*What is expected*:
Send each entry back exactly as given, pictures excluded.
-- Records shown start --
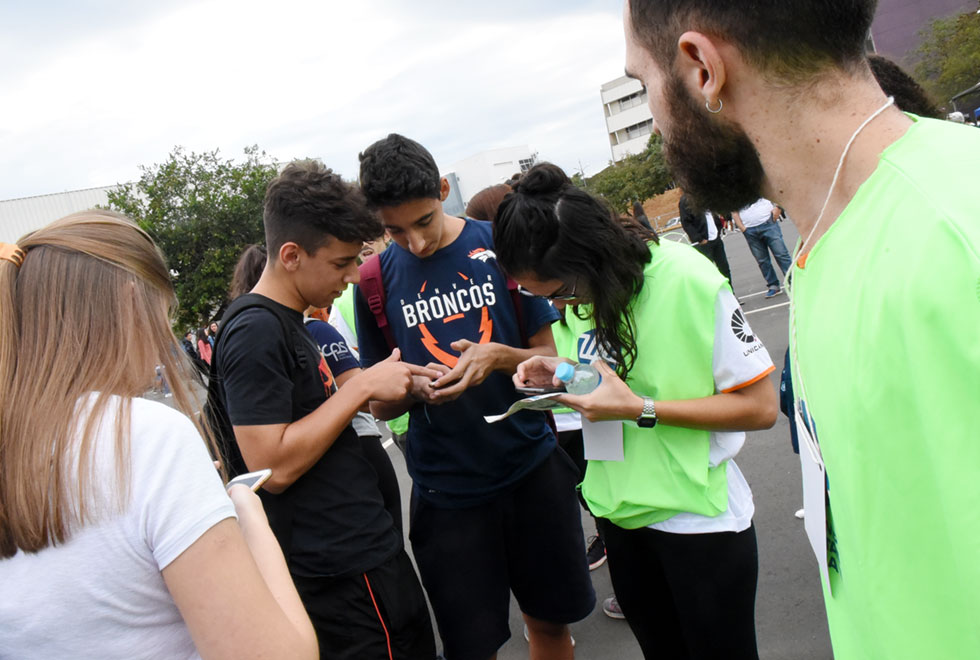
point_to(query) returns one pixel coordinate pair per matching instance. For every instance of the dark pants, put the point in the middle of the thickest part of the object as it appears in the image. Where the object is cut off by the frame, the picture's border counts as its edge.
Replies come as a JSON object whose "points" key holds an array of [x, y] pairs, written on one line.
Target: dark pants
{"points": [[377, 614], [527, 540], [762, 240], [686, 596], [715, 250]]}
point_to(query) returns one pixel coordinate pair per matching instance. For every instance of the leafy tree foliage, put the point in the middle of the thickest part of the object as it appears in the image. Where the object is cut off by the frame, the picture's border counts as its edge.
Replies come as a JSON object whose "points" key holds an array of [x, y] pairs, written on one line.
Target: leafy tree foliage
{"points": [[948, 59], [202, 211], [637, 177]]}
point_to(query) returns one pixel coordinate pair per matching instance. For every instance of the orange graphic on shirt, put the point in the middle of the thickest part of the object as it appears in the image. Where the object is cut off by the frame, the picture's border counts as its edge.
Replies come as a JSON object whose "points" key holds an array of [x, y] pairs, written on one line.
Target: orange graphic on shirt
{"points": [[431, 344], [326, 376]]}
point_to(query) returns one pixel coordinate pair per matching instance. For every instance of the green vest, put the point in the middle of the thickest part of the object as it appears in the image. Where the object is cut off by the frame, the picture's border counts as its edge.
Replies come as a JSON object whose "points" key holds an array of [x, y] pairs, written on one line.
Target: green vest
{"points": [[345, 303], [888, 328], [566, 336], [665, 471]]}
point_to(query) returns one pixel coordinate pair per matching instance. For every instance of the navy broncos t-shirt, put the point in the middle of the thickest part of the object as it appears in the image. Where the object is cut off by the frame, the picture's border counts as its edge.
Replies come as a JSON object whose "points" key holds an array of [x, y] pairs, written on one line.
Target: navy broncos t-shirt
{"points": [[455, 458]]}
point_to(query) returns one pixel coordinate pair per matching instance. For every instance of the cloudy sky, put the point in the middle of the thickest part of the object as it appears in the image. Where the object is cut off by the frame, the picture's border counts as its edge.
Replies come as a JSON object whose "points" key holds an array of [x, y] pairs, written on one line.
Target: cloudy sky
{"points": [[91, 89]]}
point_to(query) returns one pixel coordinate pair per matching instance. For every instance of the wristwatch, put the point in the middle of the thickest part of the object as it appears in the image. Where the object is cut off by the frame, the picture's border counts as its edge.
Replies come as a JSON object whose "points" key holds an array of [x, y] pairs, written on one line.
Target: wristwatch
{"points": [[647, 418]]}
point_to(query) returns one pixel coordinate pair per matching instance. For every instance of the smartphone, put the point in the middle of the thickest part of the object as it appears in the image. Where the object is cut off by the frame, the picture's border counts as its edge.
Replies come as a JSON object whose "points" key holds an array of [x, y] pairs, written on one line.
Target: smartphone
-- Records shown end --
*Response*:
point_to(query) returns one pixel coordinate pair per matching instance. For every instance of the dark pants, put the point in the middle of the thickest part of the object as it appears in the image. Where the object is cut off by the frame, the picture's border counts as its edge.
Replies come as a JSON object whose "points" key holds an array of [x, y] pairs, written on one line.
Target: dark pants
{"points": [[377, 614], [527, 540], [762, 240], [686, 596], [715, 250]]}
point_to(query) returns one pixel coordinate pair per matching instance. For every instance of the leafy tree foliage, put the point in the middle of the thickest part of the object as it appears in the image. Where the object is cut off by the frame, the picture's border counts as its edge.
Replies come as a JSON object whose "points" key holds an array of [x, y] pairs, written on one line.
Target: leafy tree foliage
{"points": [[948, 59], [202, 211], [637, 177]]}
point_to(query) returns one pixel coordinate pair per matching instance. For every instance of the orange graphic on shirt, put the point in the middle of the thickest part of the object as it appears in the image. Where the object is cut off by the frame, the picture's border counts as its edge.
Replies come as a JSON object whose "points" key holds an array of [x, y] pairs, written on one line.
Target: orange graphic on shirt
{"points": [[431, 344], [326, 376]]}
point_to(query) returns one pixel coordinate pair per matching instance. For every instance of the green vest, put the point in the middle of the thickest part of the object as it appears in the image. Where the object is cut off by the frame, the picture's border counts as its edge.
Replies come as a JSON object whose "points" key holds an array of [x, y] pairs, written on one line.
Target: green vest
{"points": [[345, 303], [888, 328], [566, 336], [665, 471]]}
point_to(query) returns one pixel coordinate pair per matching instance. For every instance of the navy broncos t-shirt, put the point in the middle of the thickest part of the object as it appears in the image. Where the object is cut off by the frame, the picture's border counts as its edge.
Replies come as a JSON object whose "points" key holds an array of [x, y] pairs, written on one line.
Target: navy broncos t-shirt
{"points": [[455, 458]]}
point_to(query) returns one pixel coordinate pair per matching instance. For every instance of the cloudy sky, put the point in the middle of the thickest part of the object as it appears in the image. Where the object is cut off by the frame, the picture's border counts as its edge.
Replies come as a JSON object whose "points" key holds an array of [x, y] pairs, written on one line.
Target: cloudy sky
{"points": [[91, 89]]}
point_to(query) returns one pixel coordinate pair per matching instance. For every instance of the wristwatch, put the point in the middle of the thickest part of the object as it appears in the image. Where the object is cut off by the frame, the picture's border counts as its edge.
Replies come as a JSON object whose "points" key holds an array of [x, y] pairs, written on one line.
Target: wristwatch
{"points": [[647, 418]]}
point_to(query) returns one pixel coordinate pair per matching instance. For every instance of the smartphone, put the point in the middle of the thickest part of the object as it appears in the image. Where the object is cut off by the frame, the picture's border counts as its edge.
Replies come as a JSON object whose "points" key holds an array of [x, y] pairs, written on one line.
Target: smartphone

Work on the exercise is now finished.